■ **Required action A**: List every percentage figure that appears in the passage on online radio listening.
■ **Required action B**: Extend the newsletter passage on radio listening, beginning right after its final sentence.

■ **Passage provided**:

============================================================

I rather liked this comment from Paul Stainton: “So much radio is beige these days and he is a vibrant shade of people”.
Edison Research published some surprisingly low online consumption figures for broadcast radio: apparently during COVID-19 it increased to 10%.
It’s normally rather more than that in other countries (12.7% in Australia; 14% in the UK; both outside the pandemic). I was curious as to why the US is so behind here. Brian Gongol’s response on Twitter is good - including “too many rival apps, no clear leader” and “garbage preroll ads, awful filler, bad synchronisation”. The latter perplexes me: it really isn’t hard to get a different adfeed right.
Classifieds:
I use Sendy to send this mailing list out. It’s like MailChimp, but no monkeying around with high fees (it’s 100x cheaper).
Decent radio is more than just show and go. A £1 week-long trial of Show Prep will make your show rather better.

============================================================

■ **Records provided**:
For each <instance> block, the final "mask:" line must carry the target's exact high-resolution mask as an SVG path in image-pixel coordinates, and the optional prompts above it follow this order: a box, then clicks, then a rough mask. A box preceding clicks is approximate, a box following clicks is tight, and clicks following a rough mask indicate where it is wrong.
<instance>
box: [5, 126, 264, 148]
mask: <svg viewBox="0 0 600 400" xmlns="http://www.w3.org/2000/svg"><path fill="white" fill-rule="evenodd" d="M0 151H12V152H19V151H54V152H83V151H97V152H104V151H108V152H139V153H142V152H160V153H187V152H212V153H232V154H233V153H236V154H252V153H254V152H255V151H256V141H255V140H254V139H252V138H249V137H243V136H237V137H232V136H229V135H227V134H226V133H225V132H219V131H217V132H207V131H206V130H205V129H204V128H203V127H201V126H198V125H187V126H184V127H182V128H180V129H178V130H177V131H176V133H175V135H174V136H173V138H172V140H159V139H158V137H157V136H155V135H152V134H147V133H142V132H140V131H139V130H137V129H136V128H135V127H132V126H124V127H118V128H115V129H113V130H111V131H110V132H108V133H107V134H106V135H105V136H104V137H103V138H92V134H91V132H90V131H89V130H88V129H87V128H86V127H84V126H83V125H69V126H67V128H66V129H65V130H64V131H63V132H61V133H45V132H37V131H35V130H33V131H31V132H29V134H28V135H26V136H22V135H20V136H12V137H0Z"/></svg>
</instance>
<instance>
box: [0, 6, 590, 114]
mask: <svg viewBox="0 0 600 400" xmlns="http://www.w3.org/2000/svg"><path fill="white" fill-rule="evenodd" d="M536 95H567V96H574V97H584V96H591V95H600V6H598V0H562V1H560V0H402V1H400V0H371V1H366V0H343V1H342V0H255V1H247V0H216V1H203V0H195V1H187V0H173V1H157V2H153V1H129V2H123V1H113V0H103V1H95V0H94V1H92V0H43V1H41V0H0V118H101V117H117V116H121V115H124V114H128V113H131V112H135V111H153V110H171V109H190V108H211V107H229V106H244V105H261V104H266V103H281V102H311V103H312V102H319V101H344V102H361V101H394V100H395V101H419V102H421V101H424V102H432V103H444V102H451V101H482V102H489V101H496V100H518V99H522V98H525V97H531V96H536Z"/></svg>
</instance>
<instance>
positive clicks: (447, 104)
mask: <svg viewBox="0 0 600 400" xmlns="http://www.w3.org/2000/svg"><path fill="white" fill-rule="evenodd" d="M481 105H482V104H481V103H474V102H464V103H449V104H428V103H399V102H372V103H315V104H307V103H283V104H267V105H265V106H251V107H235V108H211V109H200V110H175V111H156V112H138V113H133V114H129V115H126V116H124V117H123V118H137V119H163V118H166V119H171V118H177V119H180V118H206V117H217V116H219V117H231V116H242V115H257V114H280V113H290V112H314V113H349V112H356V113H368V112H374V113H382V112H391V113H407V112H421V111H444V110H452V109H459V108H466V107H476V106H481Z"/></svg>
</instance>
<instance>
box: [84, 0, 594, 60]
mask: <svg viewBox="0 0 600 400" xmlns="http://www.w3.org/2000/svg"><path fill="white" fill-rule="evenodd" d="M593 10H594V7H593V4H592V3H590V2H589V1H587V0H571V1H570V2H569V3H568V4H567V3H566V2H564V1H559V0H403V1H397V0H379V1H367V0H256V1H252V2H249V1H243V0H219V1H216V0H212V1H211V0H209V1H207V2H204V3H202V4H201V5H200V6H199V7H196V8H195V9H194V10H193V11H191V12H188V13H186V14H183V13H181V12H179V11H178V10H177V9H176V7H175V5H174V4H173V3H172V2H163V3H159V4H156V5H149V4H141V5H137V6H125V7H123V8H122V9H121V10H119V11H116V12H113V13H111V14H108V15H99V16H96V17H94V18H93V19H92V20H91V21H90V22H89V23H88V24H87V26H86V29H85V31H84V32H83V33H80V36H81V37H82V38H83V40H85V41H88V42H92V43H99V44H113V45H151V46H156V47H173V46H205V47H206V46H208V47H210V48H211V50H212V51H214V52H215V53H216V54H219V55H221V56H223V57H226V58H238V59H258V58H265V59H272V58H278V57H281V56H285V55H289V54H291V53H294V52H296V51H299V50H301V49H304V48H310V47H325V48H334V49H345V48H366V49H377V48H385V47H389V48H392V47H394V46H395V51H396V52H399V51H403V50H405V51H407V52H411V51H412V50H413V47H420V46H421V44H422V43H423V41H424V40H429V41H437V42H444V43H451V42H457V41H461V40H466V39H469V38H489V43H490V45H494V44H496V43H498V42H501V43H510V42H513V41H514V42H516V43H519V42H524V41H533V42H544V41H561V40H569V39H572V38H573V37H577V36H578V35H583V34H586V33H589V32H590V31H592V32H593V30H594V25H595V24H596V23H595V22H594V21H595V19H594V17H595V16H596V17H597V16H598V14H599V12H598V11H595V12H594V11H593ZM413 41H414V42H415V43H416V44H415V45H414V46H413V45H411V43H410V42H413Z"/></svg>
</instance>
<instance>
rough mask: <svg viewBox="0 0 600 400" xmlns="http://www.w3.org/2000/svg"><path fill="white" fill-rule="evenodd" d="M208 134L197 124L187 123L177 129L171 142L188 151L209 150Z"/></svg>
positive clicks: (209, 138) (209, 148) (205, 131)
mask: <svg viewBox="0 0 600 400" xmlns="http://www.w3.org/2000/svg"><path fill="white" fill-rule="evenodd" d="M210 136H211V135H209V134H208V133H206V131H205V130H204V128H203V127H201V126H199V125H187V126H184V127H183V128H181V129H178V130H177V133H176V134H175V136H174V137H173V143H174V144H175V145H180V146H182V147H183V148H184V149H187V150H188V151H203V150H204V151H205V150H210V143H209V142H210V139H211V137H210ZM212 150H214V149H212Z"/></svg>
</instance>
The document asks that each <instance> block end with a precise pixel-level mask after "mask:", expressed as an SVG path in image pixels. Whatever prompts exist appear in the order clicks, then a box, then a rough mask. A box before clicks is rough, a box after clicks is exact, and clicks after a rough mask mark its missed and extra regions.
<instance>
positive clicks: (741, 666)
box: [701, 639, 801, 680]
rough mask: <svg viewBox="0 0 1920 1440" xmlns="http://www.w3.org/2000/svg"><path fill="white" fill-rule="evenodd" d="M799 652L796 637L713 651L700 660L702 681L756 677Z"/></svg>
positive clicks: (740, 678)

============================================================

■ **Result A**: 10%, 12.7%, 14%

■ **Result B**:
I get paid by people all over the world, and TransferWise really helps. You get proper bank accounts in the countries where you want to get paid; a Mastercard that works everywhere; and very cheap currency transfers. This link gives you a fee-free transfer.
Very recommended: this lovely chilled-out remix of lots of bits of BBC Radio 4. Sit back and relax to this 45-minute bti of ambient excellence.
In our current locked-down state, jump in a car in one of the world’s greatest cities, and listen to the radio. What a great idea this is. (If you get tired of the world’s greatest cities, you can also drive around Melbourne, where - of course - it’s raining.)
NH Radio is using text-to-speech to produce a news programme on the station (between 5am and 6am). Interesting idea. I wonder whether we’ll see more of this in future.
Huntingdon Community Radio, a community station in the UK, apparently banned any discussion of Black Lives Matter on air, and fired those presenters who wished to discuss it.
An editor of a newspaper in Australia responds nicely, but exasperatedly, to a PR trying to get them to cover a toy sale.
Nigel Farage, a failed UK politician, is off the air at LBC. He’s a decent radio presenter, whatever you think of his views; one day later, he popped up as a guest on talkRADIO which seems more his spiritual home.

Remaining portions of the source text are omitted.